* What to do
[a] Repeat the passage of the One North Penn article from "Loftus Robinson in" to "than a year.", word for word.
[b] According to the One North Penn article, who designed the Odd Fellows Building?
==== Page text ====
One North Penn (IBJ photo/Scott Olson)
One North Penn (IBJ photo/Scott Olson)
A San Francisco-based hospitality company has agreed to convert the 109-year-old One North Penn building downtown into a 130-room hotel.

Kimpton Hotels & Restaurants announced Thursday morning the deal with locally based building owner Loftus Robinson LLC to bring its first hotel to the city. The hotel is set to open in early 2020.

The project is intended to turn the 16-story building, at the northeast corner of Washington and Pennsylvania streets, into a hotel with a signature restaurant, rooftop bar and more than 5,000 square feet of meeting space.

Work on the project is expected to begin in mid-2018. Kimpton declined to reveal the cost of the conversion.

“Opening a new hotel and restaurant in Indianapolis is an important milestone for us,” Kimpton CEO Mike DeFrino said in a prepared statement. “We’re excited to introduce our brand of heartfelt hospitality to a new group of guests.”

Kimpton operates more than 60 hotels in the United States, Europe and the Caribbean and touts itself as the “industry pioneer” of boutique hotels, opening its first property in 1981.

The Indianapolis project is an adaptive reuse of the historic Odd Fellows Building, opened in 1908 and designed by prolific local architects Rubush & Hunter. It was the first high-rise building in the city and used primarily as office space following its opening.  

Loftus Robinson in late March acquired the building from Hollywood, Florida-based Naya USA Investment & Management LLC, which owned the building for just more than a year.

Naya USA bought the 109-year-old tower in February 2016 from Albert M. Donato III—the son of Albert M. Donato Jr., the longtime CEO of the Acorn Group real estate firm, who died in 2012. The late Donato led a group that acquired the building in 1992 and renovated it.
==== Given data ====
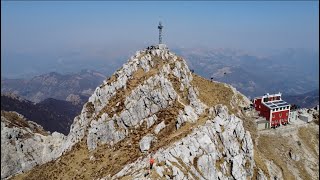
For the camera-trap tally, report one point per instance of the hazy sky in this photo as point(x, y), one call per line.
point(110, 28)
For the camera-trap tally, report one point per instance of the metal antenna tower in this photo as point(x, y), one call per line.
point(160, 32)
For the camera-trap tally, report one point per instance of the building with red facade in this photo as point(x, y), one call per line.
point(273, 108)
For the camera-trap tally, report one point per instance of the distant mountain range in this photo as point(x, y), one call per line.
point(75, 87)
point(51, 114)
point(306, 100)
point(291, 72)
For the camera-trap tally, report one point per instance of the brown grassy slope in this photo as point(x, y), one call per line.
point(213, 93)
point(110, 160)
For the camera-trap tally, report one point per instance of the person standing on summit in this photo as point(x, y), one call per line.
point(151, 162)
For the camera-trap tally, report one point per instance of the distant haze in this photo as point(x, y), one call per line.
point(83, 34)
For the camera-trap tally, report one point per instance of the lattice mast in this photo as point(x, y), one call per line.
point(160, 32)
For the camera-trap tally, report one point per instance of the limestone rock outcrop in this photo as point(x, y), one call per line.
point(152, 104)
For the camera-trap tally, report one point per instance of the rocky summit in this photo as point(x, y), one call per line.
point(153, 106)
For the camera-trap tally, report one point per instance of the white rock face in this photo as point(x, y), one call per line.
point(218, 149)
point(22, 149)
point(145, 143)
point(201, 151)
point(159, 127)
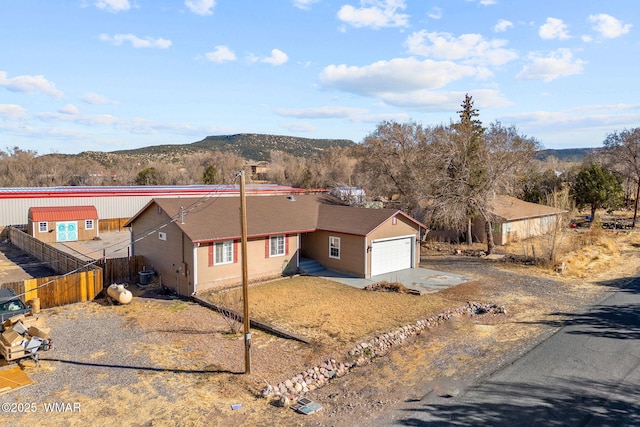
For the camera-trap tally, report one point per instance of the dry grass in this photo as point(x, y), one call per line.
point(323, 310)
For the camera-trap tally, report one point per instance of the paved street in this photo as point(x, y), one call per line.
point(586, 374)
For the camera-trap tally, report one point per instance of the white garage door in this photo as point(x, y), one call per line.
point(391, 255)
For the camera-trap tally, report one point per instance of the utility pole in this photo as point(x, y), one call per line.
point(245, 277)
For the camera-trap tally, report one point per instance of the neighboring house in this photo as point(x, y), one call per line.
point(63, 223)
point(194, 245)
point(516, 219)
point(513, 219)
point(351, 195)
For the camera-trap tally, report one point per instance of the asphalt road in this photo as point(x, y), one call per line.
point(586, 374)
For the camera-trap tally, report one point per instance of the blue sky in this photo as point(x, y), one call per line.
point(106, 75)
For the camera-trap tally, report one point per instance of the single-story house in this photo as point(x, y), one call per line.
point(194, 244)
point(53, 224)
point(513, 219)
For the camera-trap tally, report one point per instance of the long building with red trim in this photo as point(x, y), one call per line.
point(115, 202)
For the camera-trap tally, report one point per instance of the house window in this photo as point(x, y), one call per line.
point(276, 246)
point(334, 247)
point(224, 252)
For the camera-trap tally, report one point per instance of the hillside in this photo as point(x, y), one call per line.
point(254, 147)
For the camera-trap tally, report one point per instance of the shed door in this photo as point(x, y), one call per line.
point(66, 231)
point(391, 255)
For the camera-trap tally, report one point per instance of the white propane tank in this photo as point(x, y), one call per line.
point(119, 293)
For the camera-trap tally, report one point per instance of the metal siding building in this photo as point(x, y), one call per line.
point(113, 202)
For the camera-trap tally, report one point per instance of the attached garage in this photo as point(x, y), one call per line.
point(392, 254)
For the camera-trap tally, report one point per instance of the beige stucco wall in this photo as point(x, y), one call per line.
point(259, 266)
point(352, 249)
point(172, 258)
point(354, 257)
point(402, 227)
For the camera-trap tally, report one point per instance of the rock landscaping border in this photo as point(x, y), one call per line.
point(294, 388)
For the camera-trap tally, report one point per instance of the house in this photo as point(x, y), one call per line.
point(513, 219)
point(352, 195)
point(53, 224)
point(194, 245)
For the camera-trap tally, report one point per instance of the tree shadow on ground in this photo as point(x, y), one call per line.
point(609, 320)
point(575, 403)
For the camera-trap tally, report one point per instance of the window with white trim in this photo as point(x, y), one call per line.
point(276, 245)
point(224, 252)
point(334, 247)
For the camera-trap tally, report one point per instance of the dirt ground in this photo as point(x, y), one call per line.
point(196, 361)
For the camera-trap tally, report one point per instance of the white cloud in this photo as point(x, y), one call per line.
point(201, 7)
point(502, 26)
point(554, 29)
point(608, 26)
point(437, 101)
point(69, 109)
point(136, 41)
point(559, 63)
point(277, 57)
point(304, 4)
point(473, 48)
point(96, 99)
point(327, 112)
point(12, 112)
point(435, 13)
point(221, 54)
point(484, 2)
point(375, 14)
point(30, 84)
point(113, 6)
point(396, 75)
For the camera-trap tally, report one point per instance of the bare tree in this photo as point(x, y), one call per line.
point(392, 162)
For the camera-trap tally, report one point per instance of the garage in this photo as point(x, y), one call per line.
point(389, 255)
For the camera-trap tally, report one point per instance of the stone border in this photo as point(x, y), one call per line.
point(294, 388)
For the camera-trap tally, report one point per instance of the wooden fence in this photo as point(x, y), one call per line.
point(112, 224)
point(60, 290)
point(57, 260)
point(79, 281)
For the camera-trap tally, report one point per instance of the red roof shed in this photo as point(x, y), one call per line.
point(62, 213)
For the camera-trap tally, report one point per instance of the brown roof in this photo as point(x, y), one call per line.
point(510, 209)
point(62, 213)
point(219, 218)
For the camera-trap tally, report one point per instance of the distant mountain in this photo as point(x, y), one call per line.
====
* Answers provided
[a]
Loftus Robinson in late March acquired the building from Hollywood, Florida-based Naya USA Investment & Management LLC, which owned the building for just more than a year.

[b] Local architects Rubush & Hunter.